> _GOAL OF THE EXERCISE_:
Retype the stretch from "At first sight" through "consequence of monotonicity." in the post on conditional expectation.

> _SUPPLIED TEXT_:
'''
At first sight I thought it is quite trivial, its just monotonicity, but in my notes and also on Wikipedia it is written in the form $Z \le Y$ implies $E\{Z|\mathcal G\} \le E\{Y|\mathcal G\}$, i.e. without the ''P.-a.s''-part. But here my first question, as the conditional expectation is just almost sure uniquely determined (i.e. two version differ on a set of $P$-measure zero), every such equation involving conditional expectations (i.e. also all the other listed on wikipedia) should be just read $P.-a.s.$, i.e. they just hold with probability one, otherwise it would not make any sense, or? If this is agreed upon, then indeed the exercise is just a trivial consequence of monotonicity.
'''
> _DATASET EXTRACT_:
'''
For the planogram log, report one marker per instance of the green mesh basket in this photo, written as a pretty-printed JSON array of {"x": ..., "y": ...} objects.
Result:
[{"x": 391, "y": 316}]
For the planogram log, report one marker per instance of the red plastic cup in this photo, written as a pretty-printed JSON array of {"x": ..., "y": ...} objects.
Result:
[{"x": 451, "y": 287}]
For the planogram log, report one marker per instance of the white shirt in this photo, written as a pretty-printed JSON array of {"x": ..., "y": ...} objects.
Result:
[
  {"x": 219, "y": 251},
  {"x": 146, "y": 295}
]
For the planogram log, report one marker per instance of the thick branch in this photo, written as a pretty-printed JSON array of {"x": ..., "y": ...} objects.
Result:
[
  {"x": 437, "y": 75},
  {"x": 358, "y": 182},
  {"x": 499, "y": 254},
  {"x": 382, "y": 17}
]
'''
> _TASK SOLUTION_:
At first sight I thought it is quite trivial, its just monotonicity, but in my notes and also on Wikipedia it is written in the form $Z \le Y$ implies $E\{Z|\mathcal G\} \le E\{Y|\mathcal G\}$, i.e. without the ''P.-a.s''-part. But here my first question, as the conditional expectation is just almost sure uniquely determined (i.e. two version differ on a set of $P$-measure zero), every such equation involving conditional expectations (i.e. also all the other listed on wikipedia) should be just read $P.-a.s.$, i.e. they just hold with probability one, otherwise it would not make any sense, or? If this is agreed upon, then indeed the exercise is just a trivial consequence of monotonicity.